* start RECORDS PROVIDED *

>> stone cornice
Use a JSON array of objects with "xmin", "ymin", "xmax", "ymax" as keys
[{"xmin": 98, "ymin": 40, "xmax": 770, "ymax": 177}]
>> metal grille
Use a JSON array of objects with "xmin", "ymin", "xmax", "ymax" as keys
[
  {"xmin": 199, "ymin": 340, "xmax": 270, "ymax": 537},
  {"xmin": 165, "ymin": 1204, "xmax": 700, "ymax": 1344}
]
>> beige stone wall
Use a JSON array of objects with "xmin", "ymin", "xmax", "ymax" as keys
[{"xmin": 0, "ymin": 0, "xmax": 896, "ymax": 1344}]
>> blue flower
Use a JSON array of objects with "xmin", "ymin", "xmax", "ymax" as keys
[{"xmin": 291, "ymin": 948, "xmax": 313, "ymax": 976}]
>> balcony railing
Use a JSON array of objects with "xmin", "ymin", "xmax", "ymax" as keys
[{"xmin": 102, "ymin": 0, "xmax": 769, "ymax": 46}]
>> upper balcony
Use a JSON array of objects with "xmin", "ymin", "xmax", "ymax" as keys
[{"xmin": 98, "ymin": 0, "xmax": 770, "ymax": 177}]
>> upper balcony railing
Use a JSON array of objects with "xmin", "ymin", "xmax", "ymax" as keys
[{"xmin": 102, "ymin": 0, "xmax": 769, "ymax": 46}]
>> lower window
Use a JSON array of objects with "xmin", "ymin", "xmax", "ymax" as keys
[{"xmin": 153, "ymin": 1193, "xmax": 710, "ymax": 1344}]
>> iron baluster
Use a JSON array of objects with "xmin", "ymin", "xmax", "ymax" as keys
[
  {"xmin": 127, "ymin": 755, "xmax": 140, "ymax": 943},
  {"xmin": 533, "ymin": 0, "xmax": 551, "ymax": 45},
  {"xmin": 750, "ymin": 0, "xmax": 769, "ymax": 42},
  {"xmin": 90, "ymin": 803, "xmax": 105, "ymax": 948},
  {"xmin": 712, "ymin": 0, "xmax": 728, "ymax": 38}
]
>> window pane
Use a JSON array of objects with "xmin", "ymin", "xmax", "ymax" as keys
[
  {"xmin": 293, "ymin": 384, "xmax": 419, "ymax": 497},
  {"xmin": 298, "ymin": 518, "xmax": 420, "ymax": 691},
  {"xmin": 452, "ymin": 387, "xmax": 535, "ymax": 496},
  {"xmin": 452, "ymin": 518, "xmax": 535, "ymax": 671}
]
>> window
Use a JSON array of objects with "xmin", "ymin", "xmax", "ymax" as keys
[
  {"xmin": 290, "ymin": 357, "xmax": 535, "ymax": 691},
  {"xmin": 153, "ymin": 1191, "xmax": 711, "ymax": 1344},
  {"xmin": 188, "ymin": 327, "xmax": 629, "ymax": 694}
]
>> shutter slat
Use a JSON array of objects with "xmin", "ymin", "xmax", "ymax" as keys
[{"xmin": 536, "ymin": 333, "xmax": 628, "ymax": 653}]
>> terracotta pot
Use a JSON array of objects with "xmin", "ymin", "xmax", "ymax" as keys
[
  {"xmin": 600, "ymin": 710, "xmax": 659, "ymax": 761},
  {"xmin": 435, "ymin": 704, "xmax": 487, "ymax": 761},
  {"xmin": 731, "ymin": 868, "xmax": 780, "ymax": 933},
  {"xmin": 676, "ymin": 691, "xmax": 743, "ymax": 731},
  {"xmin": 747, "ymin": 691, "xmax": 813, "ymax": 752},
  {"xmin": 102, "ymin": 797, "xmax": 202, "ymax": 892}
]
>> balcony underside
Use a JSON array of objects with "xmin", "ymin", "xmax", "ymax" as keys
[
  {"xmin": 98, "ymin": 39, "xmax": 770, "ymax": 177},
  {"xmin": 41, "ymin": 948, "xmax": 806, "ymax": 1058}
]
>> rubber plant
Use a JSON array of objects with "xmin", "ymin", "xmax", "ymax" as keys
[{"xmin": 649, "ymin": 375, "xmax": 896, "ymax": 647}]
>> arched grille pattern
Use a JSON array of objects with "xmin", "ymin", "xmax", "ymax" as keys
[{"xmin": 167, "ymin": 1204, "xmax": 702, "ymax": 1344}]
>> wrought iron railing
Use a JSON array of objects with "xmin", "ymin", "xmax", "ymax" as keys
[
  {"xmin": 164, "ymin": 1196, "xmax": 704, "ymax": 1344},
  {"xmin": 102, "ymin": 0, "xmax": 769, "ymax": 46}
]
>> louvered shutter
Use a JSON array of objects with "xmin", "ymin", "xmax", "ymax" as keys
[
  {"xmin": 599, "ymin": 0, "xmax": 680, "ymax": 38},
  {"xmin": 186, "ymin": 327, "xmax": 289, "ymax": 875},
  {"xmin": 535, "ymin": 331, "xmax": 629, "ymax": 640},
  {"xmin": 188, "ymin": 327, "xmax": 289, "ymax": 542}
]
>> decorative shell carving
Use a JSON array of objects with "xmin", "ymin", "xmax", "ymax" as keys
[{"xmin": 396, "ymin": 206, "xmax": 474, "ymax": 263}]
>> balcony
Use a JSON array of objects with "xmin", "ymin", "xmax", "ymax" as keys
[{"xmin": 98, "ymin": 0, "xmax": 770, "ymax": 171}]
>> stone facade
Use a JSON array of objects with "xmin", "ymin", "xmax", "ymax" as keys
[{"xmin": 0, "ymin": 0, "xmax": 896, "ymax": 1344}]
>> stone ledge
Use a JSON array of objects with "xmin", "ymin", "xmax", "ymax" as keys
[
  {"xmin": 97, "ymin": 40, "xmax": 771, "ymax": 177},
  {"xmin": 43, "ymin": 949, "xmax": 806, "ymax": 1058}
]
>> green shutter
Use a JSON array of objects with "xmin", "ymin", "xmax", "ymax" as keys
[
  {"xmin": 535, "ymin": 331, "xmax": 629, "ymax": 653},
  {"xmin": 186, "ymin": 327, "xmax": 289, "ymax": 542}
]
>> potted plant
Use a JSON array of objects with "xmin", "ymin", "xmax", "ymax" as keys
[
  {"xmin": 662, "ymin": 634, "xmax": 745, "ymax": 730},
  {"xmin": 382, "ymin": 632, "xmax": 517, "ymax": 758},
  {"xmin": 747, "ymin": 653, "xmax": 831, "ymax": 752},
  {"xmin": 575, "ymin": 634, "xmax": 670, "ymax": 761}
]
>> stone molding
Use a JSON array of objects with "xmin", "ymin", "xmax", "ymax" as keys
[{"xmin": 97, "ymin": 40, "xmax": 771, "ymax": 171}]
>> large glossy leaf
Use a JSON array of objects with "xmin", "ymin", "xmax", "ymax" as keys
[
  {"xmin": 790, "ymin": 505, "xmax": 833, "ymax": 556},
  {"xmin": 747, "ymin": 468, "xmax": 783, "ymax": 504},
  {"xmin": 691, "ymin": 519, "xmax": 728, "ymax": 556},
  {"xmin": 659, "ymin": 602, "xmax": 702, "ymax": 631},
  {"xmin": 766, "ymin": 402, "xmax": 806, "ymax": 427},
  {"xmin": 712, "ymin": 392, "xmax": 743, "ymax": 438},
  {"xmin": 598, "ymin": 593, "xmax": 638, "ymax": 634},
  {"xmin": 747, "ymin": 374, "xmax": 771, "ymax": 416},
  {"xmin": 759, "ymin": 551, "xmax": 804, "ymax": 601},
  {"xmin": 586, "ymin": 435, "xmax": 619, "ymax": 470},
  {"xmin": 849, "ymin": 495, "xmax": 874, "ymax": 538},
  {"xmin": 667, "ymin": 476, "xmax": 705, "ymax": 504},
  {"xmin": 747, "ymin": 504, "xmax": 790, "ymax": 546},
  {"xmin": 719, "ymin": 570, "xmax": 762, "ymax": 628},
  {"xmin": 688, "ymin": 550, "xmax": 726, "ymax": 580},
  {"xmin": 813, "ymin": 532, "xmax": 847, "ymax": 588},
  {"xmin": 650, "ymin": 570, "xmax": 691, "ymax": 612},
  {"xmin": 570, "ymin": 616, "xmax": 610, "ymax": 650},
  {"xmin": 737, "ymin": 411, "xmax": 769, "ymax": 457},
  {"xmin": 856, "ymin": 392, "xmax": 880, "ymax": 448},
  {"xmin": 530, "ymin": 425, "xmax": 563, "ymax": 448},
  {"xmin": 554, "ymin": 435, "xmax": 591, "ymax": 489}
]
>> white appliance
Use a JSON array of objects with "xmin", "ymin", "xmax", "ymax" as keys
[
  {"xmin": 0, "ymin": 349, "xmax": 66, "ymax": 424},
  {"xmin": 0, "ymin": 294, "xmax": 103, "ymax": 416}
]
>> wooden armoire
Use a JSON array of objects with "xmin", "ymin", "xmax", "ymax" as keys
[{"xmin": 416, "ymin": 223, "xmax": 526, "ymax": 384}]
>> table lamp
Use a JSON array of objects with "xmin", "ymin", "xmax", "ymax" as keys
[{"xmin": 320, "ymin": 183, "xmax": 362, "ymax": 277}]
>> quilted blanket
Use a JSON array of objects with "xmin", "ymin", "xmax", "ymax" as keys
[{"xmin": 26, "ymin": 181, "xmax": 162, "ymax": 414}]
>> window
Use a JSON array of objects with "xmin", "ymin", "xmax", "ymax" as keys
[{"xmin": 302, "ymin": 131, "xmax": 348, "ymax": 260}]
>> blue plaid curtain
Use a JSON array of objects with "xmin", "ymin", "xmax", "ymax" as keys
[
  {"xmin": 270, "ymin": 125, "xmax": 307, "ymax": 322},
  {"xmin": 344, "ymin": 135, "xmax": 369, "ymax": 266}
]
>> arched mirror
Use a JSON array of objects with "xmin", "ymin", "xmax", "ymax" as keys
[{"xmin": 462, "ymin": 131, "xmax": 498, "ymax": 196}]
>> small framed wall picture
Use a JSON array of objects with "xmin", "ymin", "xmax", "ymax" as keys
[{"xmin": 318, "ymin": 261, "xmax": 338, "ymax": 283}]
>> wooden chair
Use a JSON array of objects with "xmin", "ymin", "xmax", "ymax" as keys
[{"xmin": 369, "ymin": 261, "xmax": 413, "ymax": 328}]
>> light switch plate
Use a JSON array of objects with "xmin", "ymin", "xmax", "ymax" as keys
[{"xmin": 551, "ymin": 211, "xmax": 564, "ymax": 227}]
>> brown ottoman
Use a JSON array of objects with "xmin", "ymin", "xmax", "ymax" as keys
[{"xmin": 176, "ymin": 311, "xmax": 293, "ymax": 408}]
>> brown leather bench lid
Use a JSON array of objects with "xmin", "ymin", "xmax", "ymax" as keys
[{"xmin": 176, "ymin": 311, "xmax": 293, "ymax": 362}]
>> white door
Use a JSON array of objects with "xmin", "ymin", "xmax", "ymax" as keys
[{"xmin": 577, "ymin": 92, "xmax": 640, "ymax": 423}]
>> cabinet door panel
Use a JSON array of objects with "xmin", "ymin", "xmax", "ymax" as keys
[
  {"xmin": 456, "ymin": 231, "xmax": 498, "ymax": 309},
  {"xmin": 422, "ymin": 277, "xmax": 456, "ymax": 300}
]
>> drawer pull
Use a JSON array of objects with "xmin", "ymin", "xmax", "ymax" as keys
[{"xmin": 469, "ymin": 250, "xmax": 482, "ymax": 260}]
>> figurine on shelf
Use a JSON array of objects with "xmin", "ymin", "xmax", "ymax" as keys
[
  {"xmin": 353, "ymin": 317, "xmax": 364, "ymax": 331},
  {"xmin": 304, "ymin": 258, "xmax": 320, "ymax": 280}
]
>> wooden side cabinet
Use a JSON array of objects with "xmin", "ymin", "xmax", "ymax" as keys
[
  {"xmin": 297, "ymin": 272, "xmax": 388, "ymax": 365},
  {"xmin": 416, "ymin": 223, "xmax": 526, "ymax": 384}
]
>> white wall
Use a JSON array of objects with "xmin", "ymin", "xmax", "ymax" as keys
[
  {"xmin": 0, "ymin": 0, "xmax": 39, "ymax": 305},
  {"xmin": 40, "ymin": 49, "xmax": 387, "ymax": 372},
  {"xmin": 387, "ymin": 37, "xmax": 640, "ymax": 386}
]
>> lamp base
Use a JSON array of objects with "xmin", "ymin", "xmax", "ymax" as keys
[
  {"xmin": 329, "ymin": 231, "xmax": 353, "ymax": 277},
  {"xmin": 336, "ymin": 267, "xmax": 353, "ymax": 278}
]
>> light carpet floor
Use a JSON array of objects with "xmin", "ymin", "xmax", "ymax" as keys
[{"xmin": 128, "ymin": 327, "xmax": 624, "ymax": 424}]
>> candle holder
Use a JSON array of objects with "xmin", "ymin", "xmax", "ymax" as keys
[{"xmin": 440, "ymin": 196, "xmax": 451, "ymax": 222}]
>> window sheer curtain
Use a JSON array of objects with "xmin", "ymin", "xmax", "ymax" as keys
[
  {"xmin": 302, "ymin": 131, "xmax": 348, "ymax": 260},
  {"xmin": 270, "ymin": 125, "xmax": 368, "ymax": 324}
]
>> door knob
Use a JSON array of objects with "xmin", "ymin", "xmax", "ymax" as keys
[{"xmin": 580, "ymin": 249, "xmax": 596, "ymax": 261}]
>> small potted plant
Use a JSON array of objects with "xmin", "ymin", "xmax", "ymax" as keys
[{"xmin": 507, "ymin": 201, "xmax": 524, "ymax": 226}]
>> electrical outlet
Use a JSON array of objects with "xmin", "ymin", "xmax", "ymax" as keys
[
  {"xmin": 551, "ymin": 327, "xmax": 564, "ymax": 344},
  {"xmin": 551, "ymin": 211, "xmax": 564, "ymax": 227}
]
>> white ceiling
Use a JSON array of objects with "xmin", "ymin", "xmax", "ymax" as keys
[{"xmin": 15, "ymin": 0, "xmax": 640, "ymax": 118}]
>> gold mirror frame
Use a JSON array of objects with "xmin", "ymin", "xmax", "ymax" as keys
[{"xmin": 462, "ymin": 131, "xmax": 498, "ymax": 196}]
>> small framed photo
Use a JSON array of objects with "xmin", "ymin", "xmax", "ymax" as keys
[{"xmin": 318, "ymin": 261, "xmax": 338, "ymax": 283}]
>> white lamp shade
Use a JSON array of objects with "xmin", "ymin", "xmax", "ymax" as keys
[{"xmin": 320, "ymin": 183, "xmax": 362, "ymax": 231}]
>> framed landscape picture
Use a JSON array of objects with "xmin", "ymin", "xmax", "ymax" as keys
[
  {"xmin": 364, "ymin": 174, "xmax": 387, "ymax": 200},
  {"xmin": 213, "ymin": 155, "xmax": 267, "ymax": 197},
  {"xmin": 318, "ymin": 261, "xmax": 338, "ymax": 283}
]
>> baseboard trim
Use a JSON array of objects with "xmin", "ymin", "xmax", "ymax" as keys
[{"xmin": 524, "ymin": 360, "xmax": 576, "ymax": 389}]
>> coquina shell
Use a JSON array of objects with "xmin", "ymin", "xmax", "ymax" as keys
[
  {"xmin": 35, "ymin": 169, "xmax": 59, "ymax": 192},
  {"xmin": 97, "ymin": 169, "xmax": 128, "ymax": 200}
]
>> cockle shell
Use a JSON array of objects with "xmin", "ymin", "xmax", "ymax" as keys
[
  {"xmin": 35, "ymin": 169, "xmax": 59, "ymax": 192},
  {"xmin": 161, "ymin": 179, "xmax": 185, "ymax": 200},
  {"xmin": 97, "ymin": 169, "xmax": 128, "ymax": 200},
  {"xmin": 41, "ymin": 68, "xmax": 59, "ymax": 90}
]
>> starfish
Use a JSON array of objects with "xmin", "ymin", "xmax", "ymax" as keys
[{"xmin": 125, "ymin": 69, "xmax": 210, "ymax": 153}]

* end RECORDS PROVIDED *

▶ AIM OF THE TASK
Extract every line above that contains the string "grille".

▶ ANSWER
>> metal grille
>> arched grille pattern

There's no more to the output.